ARTICLE:
-=-=-=-=-

Le rapporteur spécial se félicite de la stabilisation des crédits destinés à l'éducation populaire . L'éducation populaire correspond à une politique spécifique, qui n'est pas équivalente au soutien au monde associatif d'une manière générale, et la hausse des crédits du FONJEP a joué un rôle important dans sa pérennisation.
Il souhaite cependant mettre l'accent sur les crédits qui sont effectivement alloués à chaque emploi FONJEP. En effet, chaque poste salarié FONJEP est financé pour environ 7 200 euros, ce qui représente entre 10 % et 15 % du coût global d'un poste . Les crédits supplémentaires du plan de relance ont eu vocation à créer de nouveaux postes FONJEP, mais pas à augmenter le financement moyen d'un poste .
3. Le Fonds pour le développement de la vie associative peut faire l'objet d'amélioration pour mieux accompagner les associations
Le Fonds pour le développement de la vie associative est composé de deux volets : le premier est destiné à la formation des bénévoles (FDVA 1), et le second est consacré au financement du « fonctionnement et de l'innovation » des petites associations (FDVA 2).

-=-=-=-=-

ACTIONS À MENER:
• A. Pour chaque affirmation, répondez par oui ou par non selon qu'elle correspond ou non à l'article sur le FONJEP et le FDVA, et recopiez mot pour mot le passage qui permet de trancher : (i) chaque poste FONJEP reçoit environ 7 200 euros ; (ii) les crédits du plan de relance ont fait monter le financement moyen d'un poste FONJEP ; (iii) le FDVA 1 sert à financer le fonctionnement des petites associations.
• B. Poursuivez l'article sur le FONJEP et le FDVA à partir de sa dernière phrase.
Les lignes qui suivent viennent d'une autre source.

-=-=-=-=-

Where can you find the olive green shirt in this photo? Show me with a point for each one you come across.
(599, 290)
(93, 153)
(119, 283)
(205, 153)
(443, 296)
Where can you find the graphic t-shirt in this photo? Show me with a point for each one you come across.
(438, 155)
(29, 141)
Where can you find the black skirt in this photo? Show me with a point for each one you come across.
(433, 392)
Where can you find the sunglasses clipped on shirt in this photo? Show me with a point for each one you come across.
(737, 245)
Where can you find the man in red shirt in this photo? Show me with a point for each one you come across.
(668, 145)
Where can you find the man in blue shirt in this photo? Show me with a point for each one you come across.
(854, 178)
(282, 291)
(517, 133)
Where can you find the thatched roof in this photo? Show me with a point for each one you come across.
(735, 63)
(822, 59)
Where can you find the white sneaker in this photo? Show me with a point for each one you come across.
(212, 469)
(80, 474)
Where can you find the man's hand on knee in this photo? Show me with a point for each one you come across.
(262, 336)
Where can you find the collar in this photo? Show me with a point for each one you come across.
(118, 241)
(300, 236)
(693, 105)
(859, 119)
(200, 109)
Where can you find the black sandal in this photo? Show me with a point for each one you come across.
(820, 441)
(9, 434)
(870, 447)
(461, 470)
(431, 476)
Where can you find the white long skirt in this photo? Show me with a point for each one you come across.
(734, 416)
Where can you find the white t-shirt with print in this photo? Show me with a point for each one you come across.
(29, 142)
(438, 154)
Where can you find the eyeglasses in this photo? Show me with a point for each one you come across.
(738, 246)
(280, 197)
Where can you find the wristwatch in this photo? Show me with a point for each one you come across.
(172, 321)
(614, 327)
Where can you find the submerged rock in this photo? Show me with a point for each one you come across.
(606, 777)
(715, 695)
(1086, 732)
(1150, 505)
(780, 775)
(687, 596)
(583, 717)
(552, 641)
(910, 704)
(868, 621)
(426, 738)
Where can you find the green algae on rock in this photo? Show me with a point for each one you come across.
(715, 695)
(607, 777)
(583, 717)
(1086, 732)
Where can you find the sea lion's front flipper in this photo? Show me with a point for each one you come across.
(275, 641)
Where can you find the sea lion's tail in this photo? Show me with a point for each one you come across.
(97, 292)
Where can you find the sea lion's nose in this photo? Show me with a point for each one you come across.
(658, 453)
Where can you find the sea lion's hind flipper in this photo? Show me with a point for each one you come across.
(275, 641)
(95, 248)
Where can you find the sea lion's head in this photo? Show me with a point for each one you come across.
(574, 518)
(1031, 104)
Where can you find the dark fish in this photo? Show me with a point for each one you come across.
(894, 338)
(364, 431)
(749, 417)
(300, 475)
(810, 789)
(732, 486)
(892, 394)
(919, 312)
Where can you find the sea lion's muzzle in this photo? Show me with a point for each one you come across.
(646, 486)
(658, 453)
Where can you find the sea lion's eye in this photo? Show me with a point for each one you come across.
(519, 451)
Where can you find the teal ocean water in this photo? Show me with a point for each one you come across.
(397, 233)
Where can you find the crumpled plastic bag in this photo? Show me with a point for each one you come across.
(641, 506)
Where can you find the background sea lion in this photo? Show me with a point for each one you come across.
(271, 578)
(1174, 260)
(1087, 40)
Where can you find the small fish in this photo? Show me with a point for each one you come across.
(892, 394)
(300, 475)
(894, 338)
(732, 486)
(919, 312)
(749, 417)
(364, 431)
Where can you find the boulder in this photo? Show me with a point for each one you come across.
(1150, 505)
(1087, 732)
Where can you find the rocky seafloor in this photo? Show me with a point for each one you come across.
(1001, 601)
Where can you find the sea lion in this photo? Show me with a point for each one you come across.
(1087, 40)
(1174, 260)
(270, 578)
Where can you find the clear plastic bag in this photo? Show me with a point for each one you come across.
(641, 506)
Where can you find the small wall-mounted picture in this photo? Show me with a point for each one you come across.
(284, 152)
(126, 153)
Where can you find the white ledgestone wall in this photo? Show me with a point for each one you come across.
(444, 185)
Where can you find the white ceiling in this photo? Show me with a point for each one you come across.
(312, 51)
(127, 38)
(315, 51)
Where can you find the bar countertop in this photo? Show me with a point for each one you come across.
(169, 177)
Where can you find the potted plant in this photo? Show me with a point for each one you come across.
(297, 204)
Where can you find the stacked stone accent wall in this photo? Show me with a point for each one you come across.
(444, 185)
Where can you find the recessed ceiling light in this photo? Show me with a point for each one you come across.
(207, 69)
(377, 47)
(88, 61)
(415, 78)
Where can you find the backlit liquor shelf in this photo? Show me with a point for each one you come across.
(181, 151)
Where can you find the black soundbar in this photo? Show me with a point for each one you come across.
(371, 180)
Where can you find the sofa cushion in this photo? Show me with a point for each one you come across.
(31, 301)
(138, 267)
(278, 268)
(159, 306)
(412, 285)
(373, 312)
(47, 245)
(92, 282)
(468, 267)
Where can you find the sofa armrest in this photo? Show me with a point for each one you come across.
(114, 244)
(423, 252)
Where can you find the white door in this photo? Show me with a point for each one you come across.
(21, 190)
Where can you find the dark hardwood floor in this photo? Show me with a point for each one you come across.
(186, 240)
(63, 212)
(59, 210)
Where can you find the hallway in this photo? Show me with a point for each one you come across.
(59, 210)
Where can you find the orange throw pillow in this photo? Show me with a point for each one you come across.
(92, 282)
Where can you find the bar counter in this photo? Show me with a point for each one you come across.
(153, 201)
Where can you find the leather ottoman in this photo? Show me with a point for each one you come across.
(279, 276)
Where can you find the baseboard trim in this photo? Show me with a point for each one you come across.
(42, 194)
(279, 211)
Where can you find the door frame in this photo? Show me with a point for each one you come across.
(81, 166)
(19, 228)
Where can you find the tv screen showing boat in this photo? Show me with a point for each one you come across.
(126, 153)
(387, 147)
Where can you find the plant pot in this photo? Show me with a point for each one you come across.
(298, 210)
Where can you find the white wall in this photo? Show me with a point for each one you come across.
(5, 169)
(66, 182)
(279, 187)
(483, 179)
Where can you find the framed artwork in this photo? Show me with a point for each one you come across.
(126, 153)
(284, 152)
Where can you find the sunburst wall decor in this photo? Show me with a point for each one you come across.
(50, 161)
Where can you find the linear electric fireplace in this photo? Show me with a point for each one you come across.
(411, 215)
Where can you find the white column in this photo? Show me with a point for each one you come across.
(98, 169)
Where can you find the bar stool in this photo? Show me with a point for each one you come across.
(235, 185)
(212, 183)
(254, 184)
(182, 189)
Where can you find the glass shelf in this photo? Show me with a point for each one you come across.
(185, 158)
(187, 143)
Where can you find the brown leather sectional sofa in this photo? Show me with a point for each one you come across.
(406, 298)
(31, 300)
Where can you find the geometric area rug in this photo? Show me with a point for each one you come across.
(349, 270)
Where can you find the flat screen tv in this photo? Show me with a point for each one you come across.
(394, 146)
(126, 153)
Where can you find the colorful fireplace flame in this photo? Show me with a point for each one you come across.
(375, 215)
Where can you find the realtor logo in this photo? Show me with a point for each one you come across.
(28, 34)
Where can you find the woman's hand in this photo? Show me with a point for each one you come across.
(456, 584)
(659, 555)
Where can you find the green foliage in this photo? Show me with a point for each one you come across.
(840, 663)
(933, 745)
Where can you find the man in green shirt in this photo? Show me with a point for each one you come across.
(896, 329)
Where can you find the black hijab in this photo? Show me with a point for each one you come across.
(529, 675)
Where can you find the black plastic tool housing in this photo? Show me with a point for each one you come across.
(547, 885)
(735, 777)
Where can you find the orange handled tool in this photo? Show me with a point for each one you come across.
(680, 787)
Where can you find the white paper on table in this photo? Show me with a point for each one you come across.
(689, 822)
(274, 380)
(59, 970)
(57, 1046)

-=-=-=-=-

RÉPONSES ATTENDUES:
• A.
(i) Oui : « chaque poste salarié FONJEP est financé pour environ 7 200 euros »
(ii) Non : « mais pas à augmenter le financement moyen d'un poste »
(iii) Non : « le premier est destiné à la formation des bénévoles (FDVA 1) »

• B.
Avec 8 millions d'euros inscrits pour 2023, le montant des crédits accordés au FDVA 1 est similaire à celui des années précédentes . Le dispositif est intéressant, dans la mesure où il permet une formation des bénévoles au sein même du monde associatif, mais il n'est cependant pas suffisamment articulé avec d'autres dispositifs qui valorisent la formation des bénévoles, comme le compte d'engagement citoyen.
Le volet « fonctionnement et innovation » du Fonds pour le développement de la vie associative (FDVA 2), qui a remplacé la dotation parlementaire, existe désormais depuis 5 ans.
Pendant les premières années d'existence du FDVA 2, les crédits destinés au dispositif étaient insuffisants pour offrir un véritable soutien aux petites associations . Ils ne représentaient en effet que la moitié de l'ancienne dotation parlementaire. Toutefois, le dispositif a connu une réforme importante en 2021 : l'article 272 de la loi n° 2019-1479 du 28 décembre 2019 de finances pour 2020 a mis en place un mécanisme de fléchage des avoirs inactifs récupérés par l'État vers le fonds pour le développement de la vie associative.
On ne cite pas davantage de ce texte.